- Brief
The entries are to be returned exactly, with images left out.

- Dataset records
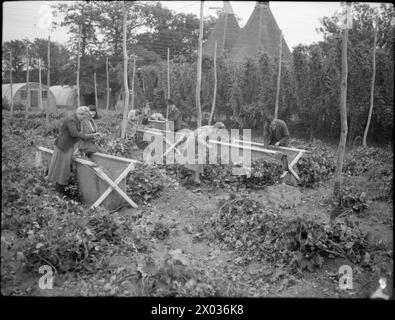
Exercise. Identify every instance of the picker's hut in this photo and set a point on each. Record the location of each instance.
(19, 94)
(260, 33)
(66, 96)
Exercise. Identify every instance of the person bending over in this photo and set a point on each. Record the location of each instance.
(275, 132)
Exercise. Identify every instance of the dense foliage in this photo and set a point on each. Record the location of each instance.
(258, 232)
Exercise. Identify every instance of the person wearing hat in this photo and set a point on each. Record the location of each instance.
(88, 126)
(93, 112)
(70, 134)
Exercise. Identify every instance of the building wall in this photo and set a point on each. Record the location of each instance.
(21, 96)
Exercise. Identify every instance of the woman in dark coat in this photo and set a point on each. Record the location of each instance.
(89, 126)
(70, 134)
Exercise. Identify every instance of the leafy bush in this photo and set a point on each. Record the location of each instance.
(315, 168)
(353, 199)
(145, 183)
(257, 232)
(362, 160)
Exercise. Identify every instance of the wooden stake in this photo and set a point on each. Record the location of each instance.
(125, 77)
(215, 84)
(134, 73)
(278, 76)
(260, 27)
(48, 79)
(108, 86)
(224, 36)
(142, 78)
(27, 83)
(372, 87)
(12, 98)
(343, 117)
(96, 100)
(40, 91)
(78, 68)
(199, 69)
(168, 81)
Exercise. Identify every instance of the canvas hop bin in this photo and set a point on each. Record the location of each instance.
(102, 182)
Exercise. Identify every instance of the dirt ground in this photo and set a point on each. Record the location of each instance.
(183, 210)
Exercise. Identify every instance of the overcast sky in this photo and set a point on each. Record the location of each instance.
(298, 20)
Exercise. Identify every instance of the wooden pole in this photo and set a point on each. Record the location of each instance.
(27, 83)
(199, 69)
(94, 81)
(125, 77)
(215, 84)
(372, 87)
(260, 27)
(133, 75)
(142, 78)
(343, 117)
(12, 98)
(224, 36)
(108, 87)
(40, 91)
(48, 79)
(278, 76)
(168, 81)
(78, 67)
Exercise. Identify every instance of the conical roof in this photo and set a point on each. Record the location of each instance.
(225, 32)
(261, 31)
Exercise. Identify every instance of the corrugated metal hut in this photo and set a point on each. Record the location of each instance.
(19, 94)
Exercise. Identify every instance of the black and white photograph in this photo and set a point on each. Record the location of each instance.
(204, 149)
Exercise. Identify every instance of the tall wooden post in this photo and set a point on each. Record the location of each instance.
(199, 69)
(343, 113)
(108, 86)
(12, 97)
(94, 81)
(78, 67)
(27, 83)
(372, 86)
(224, 35)
(133, 76)
(215, 84)
(278, 76)
(40, 91)
(142, 79)
(260, 26)
(125, 77)
(48, 79)
(168, 81)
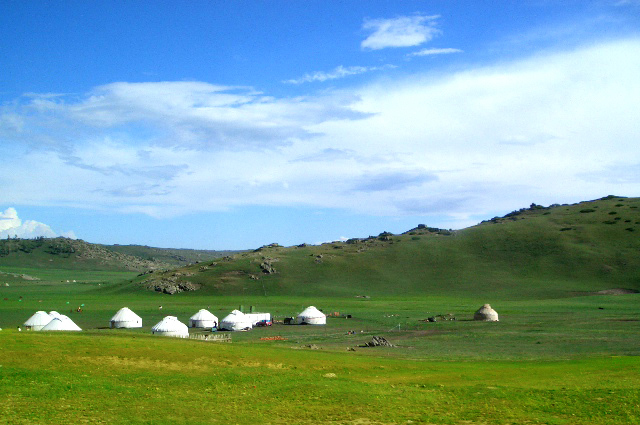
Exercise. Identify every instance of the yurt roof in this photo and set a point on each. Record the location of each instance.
(311, 311)
(125, 315)
(235, 316)
(61, 323)
(203, 314)
(39, 318)
(486, 311)
(170, 324)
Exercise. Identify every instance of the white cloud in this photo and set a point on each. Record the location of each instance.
(338, 72)
(11, 225)
(429, 52)
(555, 127)
(403, 31)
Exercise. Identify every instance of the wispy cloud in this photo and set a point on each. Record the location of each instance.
(429, 52)
(403, 31)
(338, 72)
(552, 127)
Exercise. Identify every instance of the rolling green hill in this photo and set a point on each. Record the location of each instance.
(541, 252)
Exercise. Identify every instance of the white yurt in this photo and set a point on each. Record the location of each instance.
(486, 314)
(203, 319)
(125, 318)
(235, 321)
(38, 321)
(171, 326)
(311, 316)
(61, 323)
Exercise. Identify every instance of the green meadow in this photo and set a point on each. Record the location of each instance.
(563, 352)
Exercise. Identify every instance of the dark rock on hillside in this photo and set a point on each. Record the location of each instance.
(378, 341)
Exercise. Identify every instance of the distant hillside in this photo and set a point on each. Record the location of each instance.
(64, 253)
(533, 252)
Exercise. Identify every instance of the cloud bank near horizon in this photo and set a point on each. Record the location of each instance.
(11, 225)
(551, 127)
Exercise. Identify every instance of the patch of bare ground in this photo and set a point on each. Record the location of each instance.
(617, 291)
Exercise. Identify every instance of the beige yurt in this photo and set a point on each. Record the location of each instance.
(486, 314)
(311, 316)
(203, 319)
(171, 326)
(125, 319)
(61, 323)
(38, 321)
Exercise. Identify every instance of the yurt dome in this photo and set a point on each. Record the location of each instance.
(38, 321)
(311, 316)
(171, 326)
(235, 321)
(61, 323)
(125, 318)
(203, 319)
(486, 314)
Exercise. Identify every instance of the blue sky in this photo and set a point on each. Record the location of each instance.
(233, 124)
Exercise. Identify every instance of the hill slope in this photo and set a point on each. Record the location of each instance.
(534, 252)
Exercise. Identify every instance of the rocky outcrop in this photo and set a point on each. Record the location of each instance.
(378, 341)
(170, 285)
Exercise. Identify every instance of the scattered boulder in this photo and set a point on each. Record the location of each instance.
(378, 341)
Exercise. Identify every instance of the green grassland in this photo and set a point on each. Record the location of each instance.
(561, 354)
(533, 253)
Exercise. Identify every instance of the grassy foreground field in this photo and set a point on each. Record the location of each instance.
(572, 360)
(564, 280)
(114, 379)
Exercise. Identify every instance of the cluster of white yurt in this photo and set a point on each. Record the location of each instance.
(203, 319)
(236, 321)
(171, 326)
(258, 317)
(486, 314)
(52, 321)
(311, 316)
(125, 319)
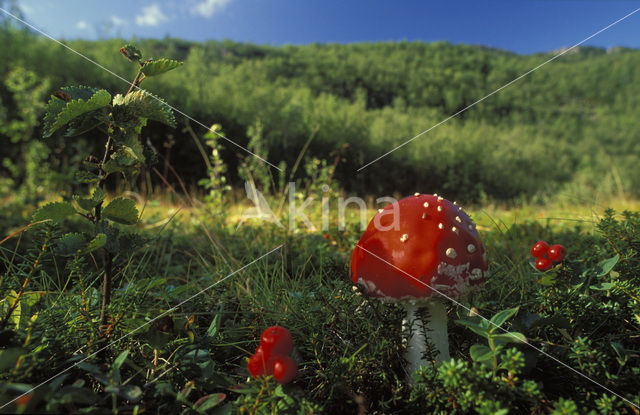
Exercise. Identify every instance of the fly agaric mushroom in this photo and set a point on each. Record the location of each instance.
(420, 252)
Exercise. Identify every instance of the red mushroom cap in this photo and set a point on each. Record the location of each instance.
(434, 241)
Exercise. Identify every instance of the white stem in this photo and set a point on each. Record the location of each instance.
(436, 329)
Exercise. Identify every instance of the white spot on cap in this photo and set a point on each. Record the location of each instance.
(476, 274)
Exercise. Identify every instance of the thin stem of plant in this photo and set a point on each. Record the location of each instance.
(16, 300)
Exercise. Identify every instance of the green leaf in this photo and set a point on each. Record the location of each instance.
(53, 108)
(89, 203)
(547, 279)
(510, 337)
(58, 115)
(481, 353)
(209, 401)
(82, 124)
(131, 52)
(605, 266)
(54, 211)
(117, 364)
(9, 358)
(121, 210)
(500, 317)
(69, 244)
(143, 104)
(476, 328)
(159, 66)
(7, 302)
(605, 286)
(86, 177)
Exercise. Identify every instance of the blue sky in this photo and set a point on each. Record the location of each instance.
(522, 26)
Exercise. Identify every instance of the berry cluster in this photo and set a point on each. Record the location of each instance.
(271, 357)
(547, 255)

- Answer section
Exercise. Identify every instance of the picker's hut in this photo and set a point on each. Record the location of each instance.
(19, 94)
(260, 33)
(66, 96)
Exercise. Identify every instance of the person bending over in this photo and set a point on each. Record the location of each instance.
(275, 132)
Exercise. Identify every instance of the dense foliage in this photo and set a point on each. Record the location of each instance.
(258, 232)
Exercise. Identify every instance of the person wearing hat in this photo and set a point on each. Record the location of each instance.
(88, 126)
(93, 112)
(70, 134)
Exercise. Identify every instance of the building wall in this photo and set a point on each. Record the location of each instance.
(21, 96)
Exercise. Identify every instance of the woman in dark coat in this photo and set a point on each. Record the location of each instance.
(89, 126)
(70, 134)
Exercise. Identify every instance of the leafy bush in this photo and set a point on each. Record the location of each instance.
(315, 168)
(353, 199)
(145, 183)
(257, 232)
(362, 160)
Exercise. Identify every instance of the wooden stake in this photo and set a point on each. Record the location of each instance.
(125, 77)
(215, 84)
(134, 73)
(278, 76)
(260, 27)
(48, 79)
(108, 86)
(224, 36)
(142, 78)
(27, 83)
(372, 87)
(12, 98)
(343, 117)
(96, 100)
(40, 91)
(78, 68)
(199, 69)
(168, 81)
Exercise. Identify every instance of the canvas hop bin in this photo and set a point on each. Record the location of each instance.
(102, 182)
Exercise. Identify every instance of the dirt ground in this photo and set a point on each. Record the location of each instance.
(183, 210)
Exercise. Identify every instance of the overcast sky in this photo and set a point on each. Record the location of each instance.
(298, 20)
Exercise. Identify every instance of the wooden pole in this photo and set a point on each. Record the location of each instance.
(27, 83)
(199, 69)
(94, 81)
(125, 77)
(215, 84)
(372, 87)
(260, 27)
(133, 75)
(142, 78)
(343, 117)
(12, 98)
(224, 36)
(108, 87)
(40, 91)
(48, 79)
(278, 76)
(168, 81)
(78, 67)
Exercise. Identify every instance of the conical roof in this photo and set a point on each. Record the location of each instance.
(225, 32)
(261, 31)
Exercise. Identify every instance of the corrugated metal hut in this photo and set a point on each. Record the location of each instance.
(19, 94)
Exercise. Identify every instance of the black and white photograph in this photo and set a point on each. Record the location of each instance.
(204, 149)
Exercise. Identify every instance of the tall wooden post in this photo and set a point on each. Record the location of each instance.
(199, 69)
(343, 113)
(108, 86)
(12, 97)
(94, 81)
(78, 67)
(27, 83)
(372, 86)
(224, 35)
(133, 76)
(215, 84)
(278, 76)
(40, 91)
(142, 79)
(260, 26)
(125, 77)
(48, 79)
(168, 81)
Exercise. Identify every instance of the yurt roof in this photo and set a point on each. Record the location of each instance.
(311, 311)
(125, 315)
(235, 316)
(61, 323)
(203, 314)
(39, 318)
(486, 311)
(170, 324)
Exercise. Identify every instance of the white cloud in this photo and set a point on each. Record the location of each instance.
(338, 72)
(11, 225)
(429, 52)
(555, 127)
(403, 31)
Exercise. Identify every instance of the wispy cloud in this photo and set a point on each. Record the location of each instance.
(429, 52)
(403, 31)
(338, 72)
(552, 127)
Exercise. Identify every instance of the rolling green hill in this photo and set a point on each. Record the location of each instance.
(541, 252)
Exercise. Identify every instance of the white yurt in this photo and set a point on each. Record the location of each instance.
(486, 314)
(203, 319)
(125, 318)
(235, 321)
(38, 321)
(171, 326)
(311, 316)
(61, 323)
Exercise. Identify every instance of the green meadow in this photo and set a point on each. Record the location of each instance.
(563, 352)
Exercise. Identify every instance of the dark rock on hillside in this photo and set a point on each. Record the location of each instance.
(378, 341)
Exercise. Identify every instance of the distant hillside in this photo and set a point on each. Record the location of each instance.
(64, 253)
(533, 252)
Exercise. Identify every instance of the cloud bank near horizon in this photo and set a point on each. Record the location of each instance.
(11, 225)
(551, 127)
Exercise. Identify every instance of the patch of bare ground in this photo and set a point on each. Record the location of each instance.
(617, 291)
Exercise. Identify every instance of the beige yurt in this photo and set a point on each. Record the location of each instance.
(486, 314)
(311, 316)
(203, 319)
(171, 326)
(125, 319)
(61, 323)
(38, 321)
Exercise. Identify every instance of the yurt dome in this photo and set a point on each. Record the location of each instance.
(38, 321)
(311, 316)
(171, 326)
(235, 321)
(61, 323)
(125, 318)
(203, 319)
(486, 314)
Exercise. Identify every instance of the blue sky in this photo and set a point on each. Record the location of each instance.
(233, 124)
Exercise. Identify every instance of the hill slope in this photo and set a point on each. Record the location of each instance.
(534, 252)
Exercise. Identify every instance of the rocky outcrop in this photo and set a point on each. Record the location of each instance.
(378, 341)
(170, 285)
Exercise. Identify every instance of the scattered boulder in this photo and set a point on each. Record the location of each instance.
(378, 341)
Exercise. Identify every instance of the green grassland in this photo and set a point on each. Record the location of each instance.
(561, 354)
(533, 253)
Exercise. Identify every instance of the grassy foreground field in this photo and set a point on each. Record the location of each instance.
(572, 360)
(564, 280)
(114, 379)
Exercise. Identify every instance of the cluster of white yurt in this photo and set a point on each. Record the location of each instance.
(203, 319)
(236, 321)
(171, 326)
(258, 317)
(486, 314)
(52, 321)
(311, 316)
(125, 319)
Exercise. Identify every instance of the fly agaric mushroom in this photo and set a point on each. Record the location of each instance.
(420, 252)
Exercise. Identify every instance of the red mushroom cap in this photo and set a point on each. Record the location of each instance.
(434, 241)
Exercise. Identify every instance of the white stem in this photo and set a point on each. Record the location of each instance.
(436, 329)
Exercise. Identify every instance of the white spot on cap in this photo and set a point on each. Record the location of each instance.
(476, 274)
Exercise. Identify every instance of the thin stem of plant in this photo and set a point on each. Record the location of each instance.
(16, 300)
Exercise. Identify every instance of the green leaf in this photo and set a point on each. Record the location of each instance.
(53, 108)
(89, 203)
(547, 279)
(510, 337)
(58, 115)
(481, 353)
(209, 401)
(82, 124)
(131, 52)
(605, 266)
(54, 211)
(117, 364)
(9, 358)
(121, 210)
(500, 317)
(69, 244)
(143, 104)
(476, 328)
(159, 66)
(7, 302)
(605, 286)
(86, 177)
Exercise. Identify every instance of the blue sky in this photo and set a point on each. Record the location of each instance.
(522, 26)
Exercise. Identify every instance of the berry cluster in this photo and set a point on each. Record the location of each instance.
(271, 357)
(547, 255)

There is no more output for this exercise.